**WHAT NEEDS TO BE DONE:** Make an exact copy of each entry, leaving out every picture.

**DATA RECORDS:**
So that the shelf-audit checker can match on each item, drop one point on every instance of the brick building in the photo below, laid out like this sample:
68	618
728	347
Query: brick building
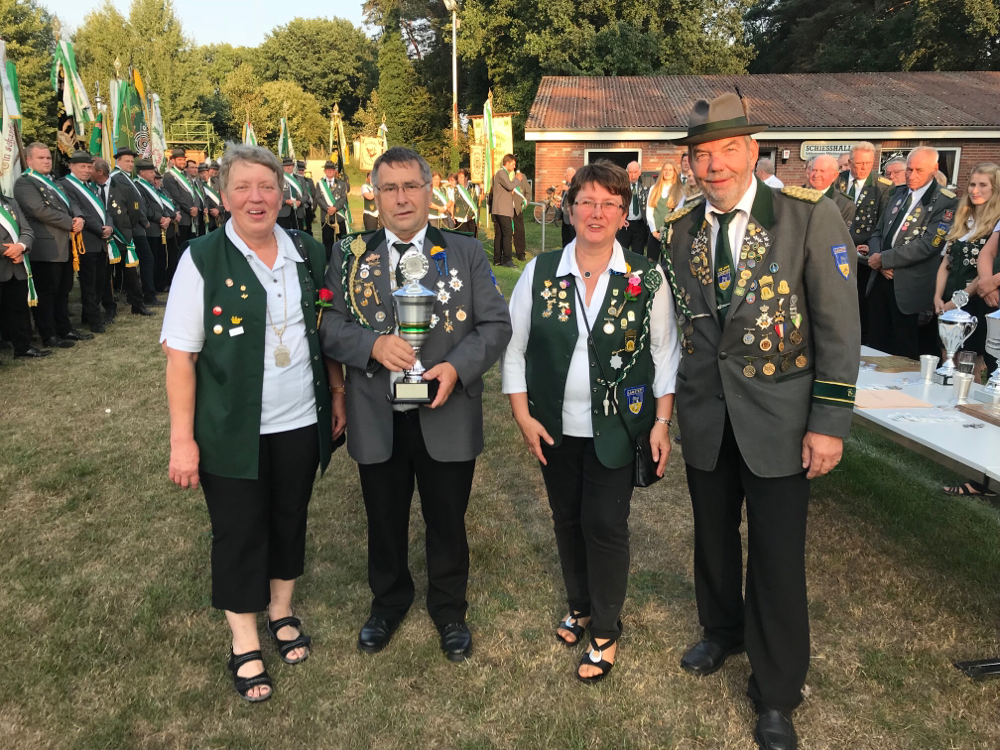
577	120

**EXERCISE RESULT:**
So that the shelf-audit checker can match on each item, drop one point on every instance of the brick building in the photo below, laid out like this sample:
68	618
728	347
Query: brick building
577	120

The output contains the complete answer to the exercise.